§ YOUR OBJECTIVE: Print the lines below without changes, from the line containing "For every instance of the tiger's back, drop" up to and including the line containing "pixel 226 137".

=== MATERIAL FOR THE TASK ===

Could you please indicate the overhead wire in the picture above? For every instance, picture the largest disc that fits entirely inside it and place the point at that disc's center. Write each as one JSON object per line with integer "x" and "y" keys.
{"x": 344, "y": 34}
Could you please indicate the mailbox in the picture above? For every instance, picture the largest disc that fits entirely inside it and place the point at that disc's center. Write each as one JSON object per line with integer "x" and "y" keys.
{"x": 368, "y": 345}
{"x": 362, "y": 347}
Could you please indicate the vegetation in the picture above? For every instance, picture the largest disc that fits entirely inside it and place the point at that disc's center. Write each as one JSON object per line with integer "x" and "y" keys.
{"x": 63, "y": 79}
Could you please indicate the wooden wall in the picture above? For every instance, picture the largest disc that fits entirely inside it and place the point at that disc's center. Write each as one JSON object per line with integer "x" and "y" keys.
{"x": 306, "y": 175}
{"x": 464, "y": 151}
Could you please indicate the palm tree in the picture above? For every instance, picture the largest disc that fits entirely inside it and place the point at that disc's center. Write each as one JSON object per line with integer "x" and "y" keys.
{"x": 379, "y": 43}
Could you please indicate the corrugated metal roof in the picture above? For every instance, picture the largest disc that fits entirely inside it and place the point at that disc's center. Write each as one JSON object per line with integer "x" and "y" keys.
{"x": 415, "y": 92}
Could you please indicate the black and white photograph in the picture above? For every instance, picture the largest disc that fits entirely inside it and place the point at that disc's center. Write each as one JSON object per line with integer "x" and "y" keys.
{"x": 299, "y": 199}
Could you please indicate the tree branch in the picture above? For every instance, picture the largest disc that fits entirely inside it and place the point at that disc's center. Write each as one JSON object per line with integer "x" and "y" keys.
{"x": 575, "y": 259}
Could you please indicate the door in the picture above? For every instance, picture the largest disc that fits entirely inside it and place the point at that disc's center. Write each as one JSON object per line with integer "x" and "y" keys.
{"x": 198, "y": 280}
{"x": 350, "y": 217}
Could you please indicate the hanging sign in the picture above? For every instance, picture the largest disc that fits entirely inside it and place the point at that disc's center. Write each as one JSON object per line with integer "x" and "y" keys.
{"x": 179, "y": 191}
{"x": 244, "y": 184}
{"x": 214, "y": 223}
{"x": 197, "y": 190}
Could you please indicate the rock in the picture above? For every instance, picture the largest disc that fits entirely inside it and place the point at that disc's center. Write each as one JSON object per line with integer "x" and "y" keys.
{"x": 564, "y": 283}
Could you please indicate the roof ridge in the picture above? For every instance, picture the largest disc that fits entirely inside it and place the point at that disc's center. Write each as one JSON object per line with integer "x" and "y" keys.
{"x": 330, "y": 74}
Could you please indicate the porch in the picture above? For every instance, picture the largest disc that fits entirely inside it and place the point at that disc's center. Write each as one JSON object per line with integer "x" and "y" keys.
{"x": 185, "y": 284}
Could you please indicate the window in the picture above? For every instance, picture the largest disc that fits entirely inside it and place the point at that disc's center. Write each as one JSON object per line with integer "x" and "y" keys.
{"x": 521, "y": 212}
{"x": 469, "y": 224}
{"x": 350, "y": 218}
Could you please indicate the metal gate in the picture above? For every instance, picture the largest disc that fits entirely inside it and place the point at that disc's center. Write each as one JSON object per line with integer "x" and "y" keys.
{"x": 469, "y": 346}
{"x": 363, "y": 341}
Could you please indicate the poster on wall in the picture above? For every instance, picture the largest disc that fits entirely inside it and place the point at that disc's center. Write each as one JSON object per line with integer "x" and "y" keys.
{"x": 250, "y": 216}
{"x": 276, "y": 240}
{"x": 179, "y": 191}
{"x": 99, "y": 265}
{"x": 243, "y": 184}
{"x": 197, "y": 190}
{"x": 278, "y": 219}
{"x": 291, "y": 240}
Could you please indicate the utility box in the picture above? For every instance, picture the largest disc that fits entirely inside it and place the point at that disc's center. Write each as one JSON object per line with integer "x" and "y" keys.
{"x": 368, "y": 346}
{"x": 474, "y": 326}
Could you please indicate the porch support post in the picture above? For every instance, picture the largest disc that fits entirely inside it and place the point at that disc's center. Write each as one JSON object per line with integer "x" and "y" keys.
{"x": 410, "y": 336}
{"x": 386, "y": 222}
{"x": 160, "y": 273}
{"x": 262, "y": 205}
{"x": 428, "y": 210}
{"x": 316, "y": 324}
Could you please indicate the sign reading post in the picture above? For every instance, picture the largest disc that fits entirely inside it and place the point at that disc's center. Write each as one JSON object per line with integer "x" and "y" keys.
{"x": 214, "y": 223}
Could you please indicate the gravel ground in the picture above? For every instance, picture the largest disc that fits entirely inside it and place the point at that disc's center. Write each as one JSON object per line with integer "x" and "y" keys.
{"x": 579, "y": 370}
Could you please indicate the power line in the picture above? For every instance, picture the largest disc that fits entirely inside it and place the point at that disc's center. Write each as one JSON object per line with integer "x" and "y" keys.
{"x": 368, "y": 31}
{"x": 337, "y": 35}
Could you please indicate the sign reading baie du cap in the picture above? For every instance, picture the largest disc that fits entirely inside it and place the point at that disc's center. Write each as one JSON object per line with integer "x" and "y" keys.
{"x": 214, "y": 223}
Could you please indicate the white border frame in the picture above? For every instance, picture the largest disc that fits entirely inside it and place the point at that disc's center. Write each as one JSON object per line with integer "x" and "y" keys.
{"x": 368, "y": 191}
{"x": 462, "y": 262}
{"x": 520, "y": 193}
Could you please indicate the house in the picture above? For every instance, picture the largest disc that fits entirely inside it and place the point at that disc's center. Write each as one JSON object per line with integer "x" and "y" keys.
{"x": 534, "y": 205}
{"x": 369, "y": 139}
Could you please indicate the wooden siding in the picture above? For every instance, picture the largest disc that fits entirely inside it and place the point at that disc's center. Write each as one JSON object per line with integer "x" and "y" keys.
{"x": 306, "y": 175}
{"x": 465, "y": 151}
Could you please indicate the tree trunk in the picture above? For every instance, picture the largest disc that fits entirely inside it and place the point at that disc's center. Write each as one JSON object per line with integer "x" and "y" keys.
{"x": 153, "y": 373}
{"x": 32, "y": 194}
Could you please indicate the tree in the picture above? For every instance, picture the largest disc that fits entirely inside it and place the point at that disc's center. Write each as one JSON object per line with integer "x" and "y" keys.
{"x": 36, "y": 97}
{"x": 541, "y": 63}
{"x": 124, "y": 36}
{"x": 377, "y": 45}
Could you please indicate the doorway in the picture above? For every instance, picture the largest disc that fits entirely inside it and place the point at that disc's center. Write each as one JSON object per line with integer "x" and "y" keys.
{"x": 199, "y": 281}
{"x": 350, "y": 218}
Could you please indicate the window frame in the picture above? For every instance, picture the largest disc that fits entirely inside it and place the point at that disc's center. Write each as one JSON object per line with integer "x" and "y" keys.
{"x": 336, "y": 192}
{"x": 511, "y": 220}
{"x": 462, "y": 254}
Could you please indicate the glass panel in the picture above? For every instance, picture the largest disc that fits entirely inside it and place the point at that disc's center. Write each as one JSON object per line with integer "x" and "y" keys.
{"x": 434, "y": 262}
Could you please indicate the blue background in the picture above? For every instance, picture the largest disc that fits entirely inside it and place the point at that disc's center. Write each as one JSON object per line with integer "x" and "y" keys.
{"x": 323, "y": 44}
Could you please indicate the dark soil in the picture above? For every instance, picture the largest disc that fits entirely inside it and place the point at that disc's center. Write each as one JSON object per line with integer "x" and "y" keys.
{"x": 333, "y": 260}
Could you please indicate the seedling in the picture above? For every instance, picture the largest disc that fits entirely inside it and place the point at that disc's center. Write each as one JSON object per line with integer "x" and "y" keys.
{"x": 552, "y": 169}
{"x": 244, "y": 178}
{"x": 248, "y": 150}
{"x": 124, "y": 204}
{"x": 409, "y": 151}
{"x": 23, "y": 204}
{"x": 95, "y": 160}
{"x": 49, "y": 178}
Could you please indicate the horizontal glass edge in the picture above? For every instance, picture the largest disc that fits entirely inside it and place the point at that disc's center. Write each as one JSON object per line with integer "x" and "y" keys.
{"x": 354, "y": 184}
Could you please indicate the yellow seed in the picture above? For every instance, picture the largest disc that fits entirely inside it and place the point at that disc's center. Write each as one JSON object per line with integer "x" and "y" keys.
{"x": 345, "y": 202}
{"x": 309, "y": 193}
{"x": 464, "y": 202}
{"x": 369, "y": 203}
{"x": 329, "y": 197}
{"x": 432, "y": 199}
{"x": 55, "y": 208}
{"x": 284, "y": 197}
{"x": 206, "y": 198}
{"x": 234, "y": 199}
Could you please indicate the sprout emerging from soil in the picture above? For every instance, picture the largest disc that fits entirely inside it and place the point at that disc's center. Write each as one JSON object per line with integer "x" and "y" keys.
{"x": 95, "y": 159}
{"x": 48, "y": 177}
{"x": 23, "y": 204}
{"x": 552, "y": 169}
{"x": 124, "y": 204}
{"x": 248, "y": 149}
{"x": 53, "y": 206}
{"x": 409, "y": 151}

===
=== MATERIAL FOR THE TASK ===

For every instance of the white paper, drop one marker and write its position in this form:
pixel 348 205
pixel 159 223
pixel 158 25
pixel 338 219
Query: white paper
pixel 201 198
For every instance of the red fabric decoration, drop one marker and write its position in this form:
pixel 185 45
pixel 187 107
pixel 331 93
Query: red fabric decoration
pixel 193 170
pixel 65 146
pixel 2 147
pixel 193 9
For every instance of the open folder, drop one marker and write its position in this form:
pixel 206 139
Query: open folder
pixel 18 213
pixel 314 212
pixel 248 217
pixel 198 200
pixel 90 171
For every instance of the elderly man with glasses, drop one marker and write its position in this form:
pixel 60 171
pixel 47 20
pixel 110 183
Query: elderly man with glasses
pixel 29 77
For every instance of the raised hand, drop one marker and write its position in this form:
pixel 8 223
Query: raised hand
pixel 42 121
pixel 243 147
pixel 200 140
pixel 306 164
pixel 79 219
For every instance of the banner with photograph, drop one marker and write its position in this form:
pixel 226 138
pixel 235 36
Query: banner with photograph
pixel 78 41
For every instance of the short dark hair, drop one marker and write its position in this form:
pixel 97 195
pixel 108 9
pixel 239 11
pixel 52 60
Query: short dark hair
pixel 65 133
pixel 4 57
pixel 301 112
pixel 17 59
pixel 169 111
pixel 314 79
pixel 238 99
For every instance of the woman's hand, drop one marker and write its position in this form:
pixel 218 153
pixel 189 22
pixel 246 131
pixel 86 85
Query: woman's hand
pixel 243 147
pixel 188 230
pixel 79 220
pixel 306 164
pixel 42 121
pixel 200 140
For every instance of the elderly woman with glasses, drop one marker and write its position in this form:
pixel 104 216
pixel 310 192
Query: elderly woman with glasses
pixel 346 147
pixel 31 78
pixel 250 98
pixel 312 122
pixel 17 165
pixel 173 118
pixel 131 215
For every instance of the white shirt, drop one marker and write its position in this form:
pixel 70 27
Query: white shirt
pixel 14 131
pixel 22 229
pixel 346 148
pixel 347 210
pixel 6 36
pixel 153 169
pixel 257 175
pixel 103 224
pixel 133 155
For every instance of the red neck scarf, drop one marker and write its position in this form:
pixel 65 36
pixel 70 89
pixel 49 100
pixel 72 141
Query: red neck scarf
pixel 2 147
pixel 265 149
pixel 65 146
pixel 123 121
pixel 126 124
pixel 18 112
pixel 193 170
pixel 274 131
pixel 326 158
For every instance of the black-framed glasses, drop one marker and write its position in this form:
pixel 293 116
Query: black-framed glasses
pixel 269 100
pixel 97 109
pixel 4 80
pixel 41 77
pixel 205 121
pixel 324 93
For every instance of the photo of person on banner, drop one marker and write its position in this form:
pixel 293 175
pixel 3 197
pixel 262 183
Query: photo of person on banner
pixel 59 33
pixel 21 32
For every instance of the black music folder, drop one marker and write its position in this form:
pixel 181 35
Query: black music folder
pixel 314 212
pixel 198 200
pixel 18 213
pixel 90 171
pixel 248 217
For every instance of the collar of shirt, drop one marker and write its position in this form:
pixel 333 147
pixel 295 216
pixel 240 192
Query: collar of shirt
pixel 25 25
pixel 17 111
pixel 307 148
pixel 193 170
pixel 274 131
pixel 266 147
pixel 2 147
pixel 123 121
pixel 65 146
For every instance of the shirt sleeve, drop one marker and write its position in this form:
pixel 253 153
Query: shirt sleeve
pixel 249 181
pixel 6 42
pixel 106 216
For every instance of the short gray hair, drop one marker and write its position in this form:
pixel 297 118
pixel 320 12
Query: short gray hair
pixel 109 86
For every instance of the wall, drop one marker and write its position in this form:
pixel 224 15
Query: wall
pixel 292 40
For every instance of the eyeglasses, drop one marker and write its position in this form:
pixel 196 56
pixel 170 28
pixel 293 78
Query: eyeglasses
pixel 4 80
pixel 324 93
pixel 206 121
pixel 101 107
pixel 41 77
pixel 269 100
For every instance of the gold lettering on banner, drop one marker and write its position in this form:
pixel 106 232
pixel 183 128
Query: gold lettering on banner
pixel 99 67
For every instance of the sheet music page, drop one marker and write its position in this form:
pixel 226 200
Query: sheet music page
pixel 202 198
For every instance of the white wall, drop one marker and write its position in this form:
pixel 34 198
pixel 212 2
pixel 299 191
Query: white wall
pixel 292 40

===
=== MATERIAL FOR THE TASK ===

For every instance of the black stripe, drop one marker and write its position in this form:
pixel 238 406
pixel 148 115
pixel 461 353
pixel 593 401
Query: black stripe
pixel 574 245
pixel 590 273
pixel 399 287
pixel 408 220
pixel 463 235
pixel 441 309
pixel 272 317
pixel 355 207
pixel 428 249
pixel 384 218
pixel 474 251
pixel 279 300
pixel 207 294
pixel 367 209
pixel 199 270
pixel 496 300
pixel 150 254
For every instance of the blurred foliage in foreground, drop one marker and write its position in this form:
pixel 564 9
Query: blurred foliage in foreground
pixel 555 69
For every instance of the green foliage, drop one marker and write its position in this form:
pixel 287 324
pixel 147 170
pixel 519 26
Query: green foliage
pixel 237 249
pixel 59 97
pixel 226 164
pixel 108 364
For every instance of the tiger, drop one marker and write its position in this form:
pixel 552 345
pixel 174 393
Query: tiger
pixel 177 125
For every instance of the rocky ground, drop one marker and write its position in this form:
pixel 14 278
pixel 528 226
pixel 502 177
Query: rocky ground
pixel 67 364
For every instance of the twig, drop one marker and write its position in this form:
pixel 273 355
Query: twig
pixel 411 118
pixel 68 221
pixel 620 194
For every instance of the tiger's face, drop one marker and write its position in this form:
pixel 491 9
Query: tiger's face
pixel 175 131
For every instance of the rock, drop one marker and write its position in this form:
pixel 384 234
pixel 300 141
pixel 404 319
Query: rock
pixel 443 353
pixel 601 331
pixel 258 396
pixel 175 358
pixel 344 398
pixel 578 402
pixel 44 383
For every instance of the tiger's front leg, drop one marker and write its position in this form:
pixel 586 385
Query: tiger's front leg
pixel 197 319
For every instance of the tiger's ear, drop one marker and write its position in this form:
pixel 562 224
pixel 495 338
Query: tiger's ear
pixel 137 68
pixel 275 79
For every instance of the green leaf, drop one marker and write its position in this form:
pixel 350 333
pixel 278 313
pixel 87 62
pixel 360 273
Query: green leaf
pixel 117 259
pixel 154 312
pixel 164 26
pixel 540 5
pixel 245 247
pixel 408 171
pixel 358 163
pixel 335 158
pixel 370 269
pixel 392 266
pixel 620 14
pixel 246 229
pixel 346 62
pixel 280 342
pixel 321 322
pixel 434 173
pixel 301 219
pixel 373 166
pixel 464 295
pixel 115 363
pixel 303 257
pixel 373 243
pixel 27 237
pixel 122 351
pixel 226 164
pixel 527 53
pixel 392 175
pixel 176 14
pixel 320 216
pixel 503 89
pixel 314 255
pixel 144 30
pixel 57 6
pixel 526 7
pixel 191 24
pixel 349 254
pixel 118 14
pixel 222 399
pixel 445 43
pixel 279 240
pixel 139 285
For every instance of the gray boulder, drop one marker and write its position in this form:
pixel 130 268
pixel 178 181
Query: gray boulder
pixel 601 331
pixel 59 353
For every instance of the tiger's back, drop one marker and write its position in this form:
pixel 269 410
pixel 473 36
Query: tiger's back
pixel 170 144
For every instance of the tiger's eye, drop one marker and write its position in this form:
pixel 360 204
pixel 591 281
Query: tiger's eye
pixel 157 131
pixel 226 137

===

§ SOLUTION TO THE EXERCISE:
For every instance of the tiger's back, drop one marker and write its position in this form:
pixel 269 410
pixel 473 36
Query: tiger's back
pixel 170 144
For every instance of the tiger's eye, drop one marker and write its position in this form:
pixel 360 204
pixel 591 281
Query: tiger's eye
pixel 157 131
pixel 226 137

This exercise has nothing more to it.